● **What you have to do**
Your answer is the lines from the one that has "Where can the player" through the last line of the records below, retyped exactly and alone.

● **Data for this exercise**

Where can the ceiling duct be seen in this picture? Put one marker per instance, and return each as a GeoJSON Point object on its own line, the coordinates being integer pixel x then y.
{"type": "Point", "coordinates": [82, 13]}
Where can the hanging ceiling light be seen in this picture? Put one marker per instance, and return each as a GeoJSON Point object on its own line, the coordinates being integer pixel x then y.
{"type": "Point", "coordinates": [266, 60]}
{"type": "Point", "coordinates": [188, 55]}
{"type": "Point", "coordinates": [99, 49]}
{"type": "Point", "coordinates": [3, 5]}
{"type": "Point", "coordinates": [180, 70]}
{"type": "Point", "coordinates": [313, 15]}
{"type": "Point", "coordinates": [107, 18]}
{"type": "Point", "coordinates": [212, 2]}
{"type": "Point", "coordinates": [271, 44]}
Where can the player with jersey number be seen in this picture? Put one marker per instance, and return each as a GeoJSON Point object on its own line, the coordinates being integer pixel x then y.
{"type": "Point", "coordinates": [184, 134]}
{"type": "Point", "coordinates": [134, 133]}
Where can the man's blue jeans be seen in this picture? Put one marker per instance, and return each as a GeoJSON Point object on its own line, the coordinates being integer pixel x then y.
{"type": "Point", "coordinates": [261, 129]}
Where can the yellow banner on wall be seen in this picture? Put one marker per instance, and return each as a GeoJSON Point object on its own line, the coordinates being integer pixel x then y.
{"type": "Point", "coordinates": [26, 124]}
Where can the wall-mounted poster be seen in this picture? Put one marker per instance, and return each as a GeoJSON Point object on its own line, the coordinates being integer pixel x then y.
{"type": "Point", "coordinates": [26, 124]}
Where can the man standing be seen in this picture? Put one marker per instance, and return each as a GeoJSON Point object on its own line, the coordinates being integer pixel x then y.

● **Expected answer**
Where can the player with jersey number be seen in this picture? Put one marker per instance, and return each as a GeoJSON Point object on its own line, the coordinates being integer pixel x then y.
{"type": "Point", "coordinates": [184, 134]}
{"type": "Point", "coordinates": [134, 133]}
Where can the man's blue jeans be seen in this picture? Put one marker per instance, and return each as a GeoJSON Point object on its own line, the coordinates being integer pixel x then y.
{"type": "Point", "coordinates": [261, 129]}
Where can the yellow banner on wall be seen in this picture? Put one marker per instance, and return each as a GeoJSON Point object on its own line, the coordinates being integer pixel x then y.
{"type": "Point", "coordinates": [26, 124]}
Where can the wall-mounted poster be seen in this picture? Put one marker per instance, and return each as a GeoJSON Point object on its own line, the coordinates being integer pixel x then y.
{"type": "Point", "coordinates": [26, 124]}
Where can the man standing be seen in this picture? Put one marker per instance, and return each as a GeoJSON Point object on its own line, the coordinates being integer pixel x then y.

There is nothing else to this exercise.